Text shown -
begin
Jason "Spicy G" Goldman, is an American music producer, songwriter, arranger, multi-instrumentalist, and educator. Jason has been a producer and writer on Michael Buble's last 4 albums including his most recent 2023 Grammy winning album "Higher" as well as producing Bublé's most recent #1 on Billboard's Adult Contemporary charts for "Let It Snow". Goldman has arranged and orchestrated over a dozen songs on Bublé's multi-platinum albums over the span of the artist's career.

==Early life==
Goldman grew up in Norwalk, Connecticut, and took up the saxophone at the age of 11 after being inspired by his father, who was an R&B saxophonist in his youth. Goldman attended the Berklee College of Music, concentrating on jazz composition and film scoring. In 1998, he moved to Los Angeles and was selected by Herbie Hancock and Wayne Shorter to be a member of the Thelonious Monk Institute of Jazz. He has performed with Herbie Hancock, Terence Blanchard, Christian McBride, Clark Terry, Jimmy Heath, Roy Haynes, Kenny Barron, and Wayne Shorter.
end
Work instructions - Could you pick up the Jason Goldman biography after its final sentence and carry it on?

Information provided -
begin
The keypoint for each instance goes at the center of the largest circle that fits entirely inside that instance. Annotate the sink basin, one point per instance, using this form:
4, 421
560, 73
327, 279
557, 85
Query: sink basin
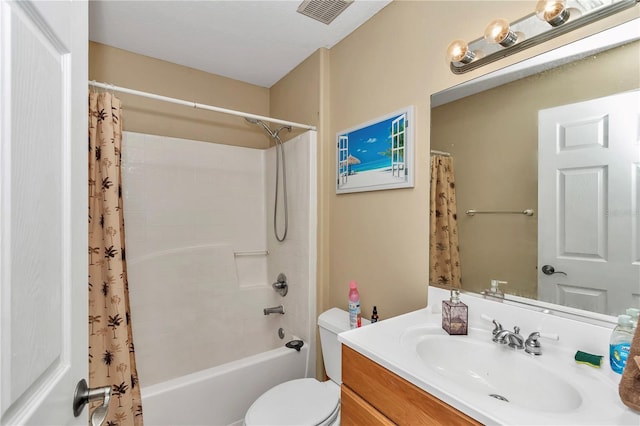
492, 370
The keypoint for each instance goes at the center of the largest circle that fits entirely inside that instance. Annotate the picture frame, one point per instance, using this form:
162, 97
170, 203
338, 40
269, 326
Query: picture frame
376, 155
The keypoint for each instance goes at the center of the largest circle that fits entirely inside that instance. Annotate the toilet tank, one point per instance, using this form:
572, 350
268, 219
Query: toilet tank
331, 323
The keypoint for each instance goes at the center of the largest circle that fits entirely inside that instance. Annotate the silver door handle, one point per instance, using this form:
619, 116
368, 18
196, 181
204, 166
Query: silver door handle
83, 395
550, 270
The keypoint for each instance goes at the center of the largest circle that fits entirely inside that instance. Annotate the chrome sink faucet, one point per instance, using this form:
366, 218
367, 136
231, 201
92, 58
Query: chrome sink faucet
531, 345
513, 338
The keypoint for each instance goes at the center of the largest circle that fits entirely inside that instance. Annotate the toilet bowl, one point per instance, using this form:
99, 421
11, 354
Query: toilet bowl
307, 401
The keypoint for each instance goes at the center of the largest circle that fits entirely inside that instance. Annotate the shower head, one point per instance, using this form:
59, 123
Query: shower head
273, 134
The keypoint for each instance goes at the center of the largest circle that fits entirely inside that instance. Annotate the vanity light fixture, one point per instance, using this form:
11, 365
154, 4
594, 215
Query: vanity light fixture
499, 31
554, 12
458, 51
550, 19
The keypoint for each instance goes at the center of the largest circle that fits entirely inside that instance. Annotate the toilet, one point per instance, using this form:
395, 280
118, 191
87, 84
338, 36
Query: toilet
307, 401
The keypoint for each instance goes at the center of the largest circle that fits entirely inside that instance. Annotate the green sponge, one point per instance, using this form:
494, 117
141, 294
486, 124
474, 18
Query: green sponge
end
begin
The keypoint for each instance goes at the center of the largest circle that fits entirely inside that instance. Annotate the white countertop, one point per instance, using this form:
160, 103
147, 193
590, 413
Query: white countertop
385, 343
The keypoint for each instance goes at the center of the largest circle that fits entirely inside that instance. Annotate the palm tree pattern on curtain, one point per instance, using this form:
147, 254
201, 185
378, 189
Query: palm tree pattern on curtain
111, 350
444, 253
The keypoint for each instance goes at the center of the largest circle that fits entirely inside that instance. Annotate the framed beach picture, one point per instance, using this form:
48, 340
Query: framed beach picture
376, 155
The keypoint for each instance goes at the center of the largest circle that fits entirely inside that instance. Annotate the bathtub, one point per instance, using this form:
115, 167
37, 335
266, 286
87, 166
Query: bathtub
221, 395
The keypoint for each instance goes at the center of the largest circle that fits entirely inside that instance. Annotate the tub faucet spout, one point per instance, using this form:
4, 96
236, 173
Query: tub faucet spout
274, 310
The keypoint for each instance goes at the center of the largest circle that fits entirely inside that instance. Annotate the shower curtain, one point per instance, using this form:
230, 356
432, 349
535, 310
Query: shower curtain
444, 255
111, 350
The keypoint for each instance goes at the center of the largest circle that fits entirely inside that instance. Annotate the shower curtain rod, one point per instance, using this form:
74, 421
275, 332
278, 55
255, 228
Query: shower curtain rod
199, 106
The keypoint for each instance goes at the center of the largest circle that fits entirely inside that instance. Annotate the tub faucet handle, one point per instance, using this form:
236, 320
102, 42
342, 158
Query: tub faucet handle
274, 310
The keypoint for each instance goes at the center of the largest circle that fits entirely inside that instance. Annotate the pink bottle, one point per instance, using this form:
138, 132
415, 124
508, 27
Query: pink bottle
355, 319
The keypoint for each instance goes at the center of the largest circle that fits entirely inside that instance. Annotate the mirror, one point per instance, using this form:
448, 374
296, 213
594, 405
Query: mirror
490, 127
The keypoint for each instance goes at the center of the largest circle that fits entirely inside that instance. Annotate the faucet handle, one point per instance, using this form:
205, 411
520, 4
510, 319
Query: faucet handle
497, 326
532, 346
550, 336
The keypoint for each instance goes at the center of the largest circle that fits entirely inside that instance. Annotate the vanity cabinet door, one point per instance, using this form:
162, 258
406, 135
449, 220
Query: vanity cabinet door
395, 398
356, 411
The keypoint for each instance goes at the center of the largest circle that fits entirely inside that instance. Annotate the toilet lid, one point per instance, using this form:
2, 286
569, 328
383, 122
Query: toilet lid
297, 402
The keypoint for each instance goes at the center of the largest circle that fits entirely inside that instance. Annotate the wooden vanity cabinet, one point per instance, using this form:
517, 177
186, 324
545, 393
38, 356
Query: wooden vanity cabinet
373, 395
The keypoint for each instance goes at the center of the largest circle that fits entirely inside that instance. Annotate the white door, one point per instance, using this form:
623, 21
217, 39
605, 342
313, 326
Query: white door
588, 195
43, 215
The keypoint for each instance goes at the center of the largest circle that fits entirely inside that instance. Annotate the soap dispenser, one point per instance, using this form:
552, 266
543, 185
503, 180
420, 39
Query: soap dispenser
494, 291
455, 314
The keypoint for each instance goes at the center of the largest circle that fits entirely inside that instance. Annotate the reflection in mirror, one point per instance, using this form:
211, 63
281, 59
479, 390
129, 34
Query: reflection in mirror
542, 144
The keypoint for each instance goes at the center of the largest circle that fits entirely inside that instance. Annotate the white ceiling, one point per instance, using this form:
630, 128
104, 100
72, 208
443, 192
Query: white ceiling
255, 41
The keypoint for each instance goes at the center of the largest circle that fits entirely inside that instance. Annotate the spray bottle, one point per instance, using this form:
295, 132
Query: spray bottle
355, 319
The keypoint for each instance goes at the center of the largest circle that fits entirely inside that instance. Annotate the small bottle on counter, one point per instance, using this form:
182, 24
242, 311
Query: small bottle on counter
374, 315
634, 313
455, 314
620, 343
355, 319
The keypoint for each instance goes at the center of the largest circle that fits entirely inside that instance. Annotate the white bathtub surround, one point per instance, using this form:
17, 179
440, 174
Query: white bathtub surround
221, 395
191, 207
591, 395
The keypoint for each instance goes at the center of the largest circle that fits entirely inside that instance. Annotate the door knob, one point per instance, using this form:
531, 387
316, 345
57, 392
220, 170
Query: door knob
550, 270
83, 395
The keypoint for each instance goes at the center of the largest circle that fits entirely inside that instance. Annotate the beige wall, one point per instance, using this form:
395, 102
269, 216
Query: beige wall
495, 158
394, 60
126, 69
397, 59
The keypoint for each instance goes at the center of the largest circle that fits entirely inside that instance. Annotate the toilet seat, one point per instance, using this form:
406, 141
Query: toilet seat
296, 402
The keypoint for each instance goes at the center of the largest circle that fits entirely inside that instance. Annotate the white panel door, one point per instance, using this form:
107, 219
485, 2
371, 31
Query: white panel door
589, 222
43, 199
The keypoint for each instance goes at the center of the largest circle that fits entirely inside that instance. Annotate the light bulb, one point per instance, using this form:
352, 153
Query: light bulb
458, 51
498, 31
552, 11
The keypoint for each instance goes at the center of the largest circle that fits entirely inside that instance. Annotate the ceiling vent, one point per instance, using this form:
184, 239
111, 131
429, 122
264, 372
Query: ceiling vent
end
Reply to the exercise -
Goldman received a master's degree from the University of Southern California in 2002, then began teaching there as an adjunct professor and Director of Jazz at the Los Angeles County High School for the Arts.

==Career==
In 2003, Goldman was selected by record producer David Foster to be the featured saxophonist in Michael Bublé's first touring band. While on Bublé's first global tour, Goldman began writing arrangements for the eight-piece band, including his takes on "Mack the Knife" on Bublé's "Come Fly With Me" DVD (2004) and Charlie Chaplin's "Smile" on the CD/DVD combo Caught in the Act (2005).

Before leaving the band in 2005, Goldman was asked by Foster to arrange "Let It Snow" for Bublé's Radio City Music Hall debut. Goldman's arrangement was released on the platinum selling album Let It Snow in 2007.

Goldman co-produced Michael Bublé's 2016 album Nobody But Me, which debuted on the Billboard Top 200 at No. 2. He arranged and orchestrated the big band songs on the album including "I Wanna Be Around", "My Kind of Girl", and "My Baby Just Cares for Me". He also wrote two songs on the album, "Take You Away" and the lead single "Nobody But Me".

In September 2016, Goldman signed a music publishing deal with Reservoir Publishing.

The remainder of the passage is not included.